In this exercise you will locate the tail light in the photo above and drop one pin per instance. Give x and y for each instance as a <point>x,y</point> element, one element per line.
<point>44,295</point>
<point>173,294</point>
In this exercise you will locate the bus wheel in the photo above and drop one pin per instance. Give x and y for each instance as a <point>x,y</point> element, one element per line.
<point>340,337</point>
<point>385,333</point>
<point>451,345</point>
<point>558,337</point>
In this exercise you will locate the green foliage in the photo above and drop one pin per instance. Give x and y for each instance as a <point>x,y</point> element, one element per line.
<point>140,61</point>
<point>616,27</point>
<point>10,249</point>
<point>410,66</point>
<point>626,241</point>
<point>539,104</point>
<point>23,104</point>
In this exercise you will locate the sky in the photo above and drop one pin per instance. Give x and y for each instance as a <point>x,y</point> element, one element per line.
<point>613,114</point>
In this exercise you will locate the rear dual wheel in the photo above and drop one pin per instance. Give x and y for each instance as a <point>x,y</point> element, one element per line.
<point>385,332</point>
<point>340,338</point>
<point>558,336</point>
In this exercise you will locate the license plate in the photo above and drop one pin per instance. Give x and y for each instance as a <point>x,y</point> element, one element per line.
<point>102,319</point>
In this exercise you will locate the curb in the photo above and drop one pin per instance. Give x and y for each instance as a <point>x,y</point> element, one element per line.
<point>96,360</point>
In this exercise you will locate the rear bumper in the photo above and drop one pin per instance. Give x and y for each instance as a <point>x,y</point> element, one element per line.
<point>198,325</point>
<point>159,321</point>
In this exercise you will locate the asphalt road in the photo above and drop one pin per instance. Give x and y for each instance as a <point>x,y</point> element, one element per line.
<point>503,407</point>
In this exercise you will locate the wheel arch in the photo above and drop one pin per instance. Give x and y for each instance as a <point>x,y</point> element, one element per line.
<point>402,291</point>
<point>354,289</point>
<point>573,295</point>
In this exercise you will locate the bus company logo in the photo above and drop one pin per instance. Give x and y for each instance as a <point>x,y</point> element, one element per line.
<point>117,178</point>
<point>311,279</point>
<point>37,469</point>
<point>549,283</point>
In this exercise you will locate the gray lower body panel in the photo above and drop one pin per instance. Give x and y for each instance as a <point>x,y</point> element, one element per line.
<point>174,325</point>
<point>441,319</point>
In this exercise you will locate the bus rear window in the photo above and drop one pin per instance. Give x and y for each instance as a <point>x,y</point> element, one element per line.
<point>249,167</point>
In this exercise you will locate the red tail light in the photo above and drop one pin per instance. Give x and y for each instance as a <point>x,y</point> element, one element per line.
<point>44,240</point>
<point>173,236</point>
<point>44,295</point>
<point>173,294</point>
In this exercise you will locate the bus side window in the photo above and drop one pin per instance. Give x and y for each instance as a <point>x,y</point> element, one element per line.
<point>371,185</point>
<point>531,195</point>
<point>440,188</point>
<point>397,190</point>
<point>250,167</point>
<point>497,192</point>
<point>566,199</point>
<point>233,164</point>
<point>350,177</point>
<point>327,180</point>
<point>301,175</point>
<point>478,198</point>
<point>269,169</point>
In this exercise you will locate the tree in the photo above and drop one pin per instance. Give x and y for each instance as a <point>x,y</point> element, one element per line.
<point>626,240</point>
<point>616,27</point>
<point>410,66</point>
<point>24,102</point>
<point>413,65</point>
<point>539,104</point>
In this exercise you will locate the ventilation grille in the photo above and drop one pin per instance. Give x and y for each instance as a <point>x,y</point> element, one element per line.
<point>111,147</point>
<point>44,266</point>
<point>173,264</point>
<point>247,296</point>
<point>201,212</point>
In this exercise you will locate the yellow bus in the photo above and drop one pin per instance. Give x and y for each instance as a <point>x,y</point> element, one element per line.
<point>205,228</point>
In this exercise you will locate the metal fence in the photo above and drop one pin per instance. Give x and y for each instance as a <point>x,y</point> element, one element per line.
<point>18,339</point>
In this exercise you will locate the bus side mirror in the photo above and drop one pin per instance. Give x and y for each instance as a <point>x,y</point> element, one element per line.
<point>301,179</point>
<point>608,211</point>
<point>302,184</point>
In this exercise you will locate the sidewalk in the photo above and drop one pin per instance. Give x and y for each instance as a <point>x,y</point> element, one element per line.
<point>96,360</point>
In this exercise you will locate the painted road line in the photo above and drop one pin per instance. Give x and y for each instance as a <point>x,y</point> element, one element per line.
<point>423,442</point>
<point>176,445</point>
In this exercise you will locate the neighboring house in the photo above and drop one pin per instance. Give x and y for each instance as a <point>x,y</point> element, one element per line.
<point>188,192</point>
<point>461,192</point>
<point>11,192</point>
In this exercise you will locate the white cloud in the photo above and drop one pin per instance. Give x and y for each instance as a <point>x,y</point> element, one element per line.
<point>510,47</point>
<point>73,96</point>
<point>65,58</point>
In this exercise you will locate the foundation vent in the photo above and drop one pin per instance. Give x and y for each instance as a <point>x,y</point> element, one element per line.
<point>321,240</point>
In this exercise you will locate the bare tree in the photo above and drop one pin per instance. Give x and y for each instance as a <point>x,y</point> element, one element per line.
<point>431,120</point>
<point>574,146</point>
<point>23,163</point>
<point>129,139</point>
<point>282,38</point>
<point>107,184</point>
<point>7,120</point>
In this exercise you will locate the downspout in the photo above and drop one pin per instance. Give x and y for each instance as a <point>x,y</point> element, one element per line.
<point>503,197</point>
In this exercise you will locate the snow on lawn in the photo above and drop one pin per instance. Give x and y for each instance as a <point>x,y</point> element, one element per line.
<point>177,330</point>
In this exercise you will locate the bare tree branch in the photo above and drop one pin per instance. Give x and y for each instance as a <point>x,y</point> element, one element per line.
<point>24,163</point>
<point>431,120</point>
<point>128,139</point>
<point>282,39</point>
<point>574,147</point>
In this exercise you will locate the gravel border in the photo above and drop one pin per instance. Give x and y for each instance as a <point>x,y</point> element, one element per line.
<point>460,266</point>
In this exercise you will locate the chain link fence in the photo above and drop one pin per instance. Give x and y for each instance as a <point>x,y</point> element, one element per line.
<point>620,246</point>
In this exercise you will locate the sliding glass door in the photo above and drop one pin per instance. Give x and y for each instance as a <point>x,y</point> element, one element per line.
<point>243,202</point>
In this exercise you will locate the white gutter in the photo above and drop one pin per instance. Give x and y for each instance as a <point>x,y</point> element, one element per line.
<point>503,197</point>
################
- _Request_
Render the material, starting with the line that contains "In this exercise you will locate the painted" and going on through the line that contains "<point>11,192</point>", as a two-column CSV with the headers instruction and points. Give one row per instruction with its points beside it, put each field in quotes, and replace line breaks with spaces.

- _Complete response_
instruction,points
"In this exercise you will locate the painted road line in the photo above and drop one pin per instance. Give x and y for each instance as a <point>x,y</point> element, one element per line.","<point>423,442</point> <point>176,445</point>"
"In this exercise you will locate the neighboring house in the photo above and drop one pin per instance. Give x and y for each instance as a <point>x,y</point> element, one element per line.","<point>188,192</point> <point>461,192</point> <point>11,192</point>"